▸ INPUT RECORDS:
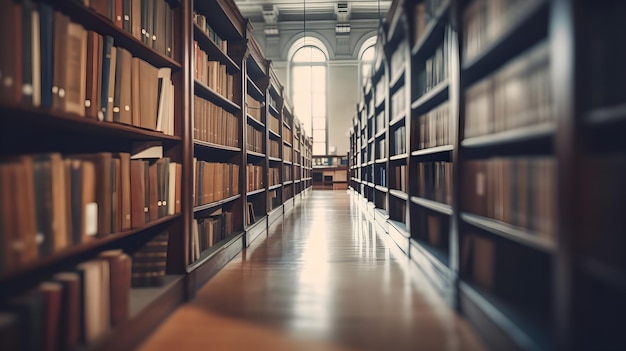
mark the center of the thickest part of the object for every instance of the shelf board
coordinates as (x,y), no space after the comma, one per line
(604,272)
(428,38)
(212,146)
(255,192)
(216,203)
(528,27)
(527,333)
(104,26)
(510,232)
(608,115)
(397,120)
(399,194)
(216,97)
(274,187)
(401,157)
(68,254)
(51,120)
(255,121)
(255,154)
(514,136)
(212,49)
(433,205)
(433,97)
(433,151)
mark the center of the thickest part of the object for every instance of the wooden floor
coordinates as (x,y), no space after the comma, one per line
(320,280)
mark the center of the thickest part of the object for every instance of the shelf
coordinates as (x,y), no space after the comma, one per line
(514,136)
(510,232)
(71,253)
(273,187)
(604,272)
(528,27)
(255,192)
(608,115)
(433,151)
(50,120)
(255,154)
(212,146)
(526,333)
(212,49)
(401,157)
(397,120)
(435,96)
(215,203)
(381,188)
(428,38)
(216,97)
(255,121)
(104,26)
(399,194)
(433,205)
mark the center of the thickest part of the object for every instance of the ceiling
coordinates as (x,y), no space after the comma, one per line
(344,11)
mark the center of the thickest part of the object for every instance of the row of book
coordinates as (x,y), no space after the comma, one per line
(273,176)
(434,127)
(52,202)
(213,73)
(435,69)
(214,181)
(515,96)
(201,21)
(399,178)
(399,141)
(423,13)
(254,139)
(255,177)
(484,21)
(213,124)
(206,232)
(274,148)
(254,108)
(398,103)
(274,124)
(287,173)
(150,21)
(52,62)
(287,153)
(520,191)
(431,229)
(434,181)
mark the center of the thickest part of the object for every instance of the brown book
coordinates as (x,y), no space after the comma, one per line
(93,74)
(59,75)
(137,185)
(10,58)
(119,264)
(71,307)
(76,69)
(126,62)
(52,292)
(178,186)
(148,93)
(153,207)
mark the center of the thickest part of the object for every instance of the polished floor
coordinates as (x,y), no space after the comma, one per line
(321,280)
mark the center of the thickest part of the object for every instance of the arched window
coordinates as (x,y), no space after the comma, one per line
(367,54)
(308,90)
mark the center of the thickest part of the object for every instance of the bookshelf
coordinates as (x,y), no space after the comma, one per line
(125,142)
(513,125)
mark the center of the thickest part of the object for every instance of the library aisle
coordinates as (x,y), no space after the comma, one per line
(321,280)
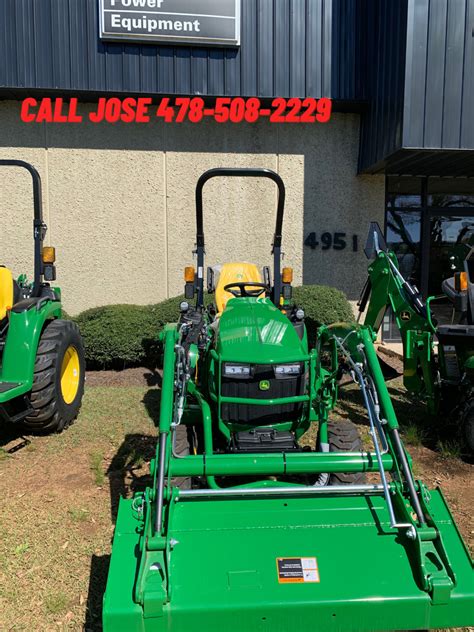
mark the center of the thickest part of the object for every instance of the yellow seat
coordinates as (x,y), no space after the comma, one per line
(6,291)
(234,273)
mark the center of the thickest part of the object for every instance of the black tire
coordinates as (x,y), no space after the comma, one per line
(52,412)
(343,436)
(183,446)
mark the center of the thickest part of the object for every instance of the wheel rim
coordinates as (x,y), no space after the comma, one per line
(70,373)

▸ EXERCISE TASK:
Repeat every row above word for word, from the first to the last. Leave the pictures out.

▸ THE RESPONSE:
mark the center of the thickest part of the object for every instance of the shelf board
coordinates as (x,y), no space after the comma, one per line
(604,272)
(428,38)
(212,146)
(255,192)
(216,203)
(528,27)
(527,333)
(104,26)
(510,232)
(608,115)
(397,120)
(399,194)
(216,97)
(274,187)
(401,157)
(68,254)
(51,120)
(255,121)
(255,154)
(514,136)
(212,49)
(433,205)
(433,97)
(433,151)
mark the center of the thickest part of the object for every instance of the wooden floor
coordinates as (x,y), no space after the comma, one per line
(320,280)
mark the center of the thickest part of the object for every instance of the shelf
coordinates as (x,y), no space after the comma, one per line
(514,136)
(510,232)
(71,253)
(273,187)
(604,272)
(528,27)
(255,192)
(608,115)
(433,151)
(50,120)
(255,154)
(212,146)
(526,333)
(212,49)
(401,157)
(397,120)
(435,96)
(215,203)
(381,188)
(428,38)
(216,97)
(255,121)
(104,26)
(399,194)
(433,205)
mark the center of the thickest part of the object for every instance of the ceiling
coordinates as (x,y), no space after the comma, one per line
(344,11)
mark the center of the thickest part of the object for every instance of the row of book
coordinates as (x,y), no space after the comma, one per line
(273,176)
(434,127)
(52,202)
(213,73)
(435,69)
(214,181)
(515,96)
(201,21)
(399,178)
(399,141)
(423,13)
(254,139)
(255,177)
(484,21)
(213,124)
(206,232)
(274,148)
(254,108)
(398,103)
(274,124)
(287,173)
(150,21)
(52,62)
(287,153)
(520,191)
(431,229)
(434,181)
mark the center of the thickest part of the object for every instance of the brown book
coordinates as (x,y), no space after the comma, one per line
(93,74)
(59,75)
(137,185)
(10,58)
(119,264)
(71,307)
(76,69)
(126,62)
(52,292)
(178,186)
(148,93)
(153,207)
mark the center of the thickest part of the object for every instance of the polished floor
coordinates as (x,y), no space after the comma, one per line
(321,280)
mark the center of the thickest part of the object for every instance of the arched window
coordinates as (x,y), no space after the comma, one per line
(367,54)
(308,90)
mark the center of the thickest part of the object for every instance of the bookshelf
coordinates as (x,y), no space after the comma, one per line
(125,142)
(513,125)
mark the center of the thickest part of the object for every instance of the library aisle
coordinates as (x,y), no space after the comma, one per line
(321,280)
mark the center of the thickest part of the object for every instance of the yellow seat
coordinates as (x,y), no space after the comma, one per line
(6,291)
(234,273)
mark the center of the thickest part of the object for every instance of the black tire
coordinates as (x,y), no space after the comma, one per line
(52,412)
(343,436)
(183,446)
mark the center of the thickest part of the object for every instance of the wheel rim
coordinates as (x,y), no space after the comma, one per line
(70,373)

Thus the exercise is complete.